--- Extracted entries ---

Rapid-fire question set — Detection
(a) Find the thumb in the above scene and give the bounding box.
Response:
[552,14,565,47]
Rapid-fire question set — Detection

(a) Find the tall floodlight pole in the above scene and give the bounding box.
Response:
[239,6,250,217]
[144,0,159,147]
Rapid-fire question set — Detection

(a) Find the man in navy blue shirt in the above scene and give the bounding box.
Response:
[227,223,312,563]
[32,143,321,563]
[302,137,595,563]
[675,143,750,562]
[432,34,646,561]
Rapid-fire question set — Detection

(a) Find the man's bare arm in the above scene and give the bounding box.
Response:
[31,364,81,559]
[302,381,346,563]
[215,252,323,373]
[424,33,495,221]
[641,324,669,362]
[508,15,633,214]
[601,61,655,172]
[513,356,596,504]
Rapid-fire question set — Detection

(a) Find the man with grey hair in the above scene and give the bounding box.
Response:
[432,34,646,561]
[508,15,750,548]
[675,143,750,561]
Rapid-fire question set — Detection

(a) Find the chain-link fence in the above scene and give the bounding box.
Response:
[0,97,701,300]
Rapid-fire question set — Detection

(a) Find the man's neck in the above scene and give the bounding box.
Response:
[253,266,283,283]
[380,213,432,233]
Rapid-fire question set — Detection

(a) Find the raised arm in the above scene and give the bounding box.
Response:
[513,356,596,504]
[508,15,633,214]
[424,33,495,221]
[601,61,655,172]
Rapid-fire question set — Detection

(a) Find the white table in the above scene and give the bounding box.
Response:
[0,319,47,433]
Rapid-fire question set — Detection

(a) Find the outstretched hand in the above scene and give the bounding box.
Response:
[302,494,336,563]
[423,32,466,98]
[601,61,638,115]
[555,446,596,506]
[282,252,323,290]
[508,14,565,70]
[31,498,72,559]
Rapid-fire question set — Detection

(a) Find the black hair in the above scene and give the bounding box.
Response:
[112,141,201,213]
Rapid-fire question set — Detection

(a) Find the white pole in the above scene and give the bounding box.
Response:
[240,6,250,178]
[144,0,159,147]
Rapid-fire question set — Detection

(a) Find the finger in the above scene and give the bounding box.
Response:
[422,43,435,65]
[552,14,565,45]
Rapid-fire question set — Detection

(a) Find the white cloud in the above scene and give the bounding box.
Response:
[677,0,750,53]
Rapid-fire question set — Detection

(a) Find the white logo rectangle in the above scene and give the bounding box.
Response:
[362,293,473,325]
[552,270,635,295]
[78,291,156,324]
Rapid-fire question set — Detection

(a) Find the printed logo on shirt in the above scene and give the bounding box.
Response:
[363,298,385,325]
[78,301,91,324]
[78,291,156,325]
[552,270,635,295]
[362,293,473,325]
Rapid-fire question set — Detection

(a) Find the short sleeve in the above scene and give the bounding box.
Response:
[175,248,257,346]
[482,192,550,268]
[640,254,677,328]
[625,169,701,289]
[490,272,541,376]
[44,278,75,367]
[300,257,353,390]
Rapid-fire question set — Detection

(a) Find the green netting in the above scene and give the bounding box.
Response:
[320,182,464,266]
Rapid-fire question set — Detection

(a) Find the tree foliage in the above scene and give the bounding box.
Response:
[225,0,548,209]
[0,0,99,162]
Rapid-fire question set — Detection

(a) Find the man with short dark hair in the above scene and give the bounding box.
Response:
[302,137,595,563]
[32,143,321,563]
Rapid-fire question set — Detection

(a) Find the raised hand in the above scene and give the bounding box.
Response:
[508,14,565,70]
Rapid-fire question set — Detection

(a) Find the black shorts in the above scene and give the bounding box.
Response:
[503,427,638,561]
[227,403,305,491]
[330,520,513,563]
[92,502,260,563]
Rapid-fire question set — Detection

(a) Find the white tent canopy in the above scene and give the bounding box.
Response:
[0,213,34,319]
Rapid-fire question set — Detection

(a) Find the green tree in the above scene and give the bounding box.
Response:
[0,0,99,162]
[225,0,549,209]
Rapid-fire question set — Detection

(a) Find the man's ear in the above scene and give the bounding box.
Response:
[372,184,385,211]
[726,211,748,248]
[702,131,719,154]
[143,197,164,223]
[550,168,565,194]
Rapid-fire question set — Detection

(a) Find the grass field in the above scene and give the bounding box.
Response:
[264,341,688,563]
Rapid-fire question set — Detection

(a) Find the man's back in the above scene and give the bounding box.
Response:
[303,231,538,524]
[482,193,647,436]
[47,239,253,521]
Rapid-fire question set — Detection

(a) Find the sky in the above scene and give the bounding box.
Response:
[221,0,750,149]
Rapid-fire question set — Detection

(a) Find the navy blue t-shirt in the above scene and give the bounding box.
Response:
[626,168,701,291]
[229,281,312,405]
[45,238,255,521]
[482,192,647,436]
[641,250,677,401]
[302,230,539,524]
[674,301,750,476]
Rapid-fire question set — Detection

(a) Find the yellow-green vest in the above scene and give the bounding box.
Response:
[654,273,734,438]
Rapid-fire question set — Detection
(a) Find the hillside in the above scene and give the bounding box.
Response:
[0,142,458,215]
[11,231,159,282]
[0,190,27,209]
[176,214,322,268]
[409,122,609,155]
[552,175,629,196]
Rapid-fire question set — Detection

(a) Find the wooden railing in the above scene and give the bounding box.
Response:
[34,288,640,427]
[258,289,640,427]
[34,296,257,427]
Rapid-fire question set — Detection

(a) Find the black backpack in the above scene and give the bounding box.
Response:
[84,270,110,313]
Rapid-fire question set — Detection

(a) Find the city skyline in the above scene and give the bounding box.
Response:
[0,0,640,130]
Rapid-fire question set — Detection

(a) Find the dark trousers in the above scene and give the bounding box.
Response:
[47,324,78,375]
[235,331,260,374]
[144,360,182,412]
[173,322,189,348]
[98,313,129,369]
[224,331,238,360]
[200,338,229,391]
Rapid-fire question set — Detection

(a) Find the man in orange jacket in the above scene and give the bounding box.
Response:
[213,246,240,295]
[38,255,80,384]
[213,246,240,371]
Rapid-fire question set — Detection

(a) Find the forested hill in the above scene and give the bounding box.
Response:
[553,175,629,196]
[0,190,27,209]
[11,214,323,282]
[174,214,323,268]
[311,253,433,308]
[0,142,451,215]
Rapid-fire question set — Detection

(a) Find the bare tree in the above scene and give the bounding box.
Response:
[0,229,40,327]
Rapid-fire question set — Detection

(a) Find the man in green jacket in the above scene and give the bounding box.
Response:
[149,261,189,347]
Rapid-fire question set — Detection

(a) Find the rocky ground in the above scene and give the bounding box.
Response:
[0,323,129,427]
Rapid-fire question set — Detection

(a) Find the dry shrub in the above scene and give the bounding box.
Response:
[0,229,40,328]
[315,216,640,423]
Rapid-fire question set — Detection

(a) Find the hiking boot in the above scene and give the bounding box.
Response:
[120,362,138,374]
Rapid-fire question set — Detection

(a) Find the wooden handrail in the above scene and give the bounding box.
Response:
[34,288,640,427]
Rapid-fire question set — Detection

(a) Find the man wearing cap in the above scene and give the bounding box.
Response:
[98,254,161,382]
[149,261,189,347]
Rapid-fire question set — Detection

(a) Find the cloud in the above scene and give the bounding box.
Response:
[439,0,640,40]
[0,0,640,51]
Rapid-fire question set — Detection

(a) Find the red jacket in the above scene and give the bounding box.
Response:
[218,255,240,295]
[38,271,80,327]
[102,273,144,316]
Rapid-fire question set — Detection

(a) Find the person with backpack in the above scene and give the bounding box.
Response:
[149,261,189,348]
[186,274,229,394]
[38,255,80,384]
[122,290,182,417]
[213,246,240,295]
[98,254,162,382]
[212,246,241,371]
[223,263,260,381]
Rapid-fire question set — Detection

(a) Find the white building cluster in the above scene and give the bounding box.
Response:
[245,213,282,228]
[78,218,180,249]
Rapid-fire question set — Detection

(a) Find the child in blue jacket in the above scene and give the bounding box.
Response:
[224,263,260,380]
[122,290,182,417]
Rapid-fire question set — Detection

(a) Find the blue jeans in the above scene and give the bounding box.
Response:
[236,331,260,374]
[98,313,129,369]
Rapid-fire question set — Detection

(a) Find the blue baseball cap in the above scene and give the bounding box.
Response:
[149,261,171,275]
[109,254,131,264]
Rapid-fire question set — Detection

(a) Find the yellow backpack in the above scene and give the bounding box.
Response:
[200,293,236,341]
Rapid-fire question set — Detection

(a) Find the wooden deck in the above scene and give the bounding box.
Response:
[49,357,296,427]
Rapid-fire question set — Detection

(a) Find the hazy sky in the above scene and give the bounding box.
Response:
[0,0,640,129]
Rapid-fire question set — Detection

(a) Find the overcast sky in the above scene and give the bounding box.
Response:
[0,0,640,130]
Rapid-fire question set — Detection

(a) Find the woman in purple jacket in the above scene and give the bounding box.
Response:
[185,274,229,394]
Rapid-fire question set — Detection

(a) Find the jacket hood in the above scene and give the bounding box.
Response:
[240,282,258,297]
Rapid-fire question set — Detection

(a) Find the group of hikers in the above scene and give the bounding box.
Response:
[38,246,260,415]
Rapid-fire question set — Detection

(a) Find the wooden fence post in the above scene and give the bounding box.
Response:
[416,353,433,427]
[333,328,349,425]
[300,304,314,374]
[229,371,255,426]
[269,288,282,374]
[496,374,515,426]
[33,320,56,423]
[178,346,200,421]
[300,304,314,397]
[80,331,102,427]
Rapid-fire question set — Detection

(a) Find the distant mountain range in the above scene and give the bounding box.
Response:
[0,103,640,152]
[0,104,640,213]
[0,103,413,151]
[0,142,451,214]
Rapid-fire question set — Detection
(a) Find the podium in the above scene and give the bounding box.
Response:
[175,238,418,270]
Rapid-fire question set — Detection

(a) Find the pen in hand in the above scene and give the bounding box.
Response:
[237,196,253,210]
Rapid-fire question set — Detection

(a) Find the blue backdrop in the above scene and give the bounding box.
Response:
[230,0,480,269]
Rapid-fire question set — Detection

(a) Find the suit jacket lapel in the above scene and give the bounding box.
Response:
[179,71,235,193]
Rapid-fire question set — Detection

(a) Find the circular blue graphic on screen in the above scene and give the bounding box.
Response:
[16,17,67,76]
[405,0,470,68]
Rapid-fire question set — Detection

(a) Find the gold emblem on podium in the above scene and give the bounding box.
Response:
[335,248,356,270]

---

### Given instruction
State how many lines in the rows above contain the string "green". Reply with that number alone.

### Complete response
4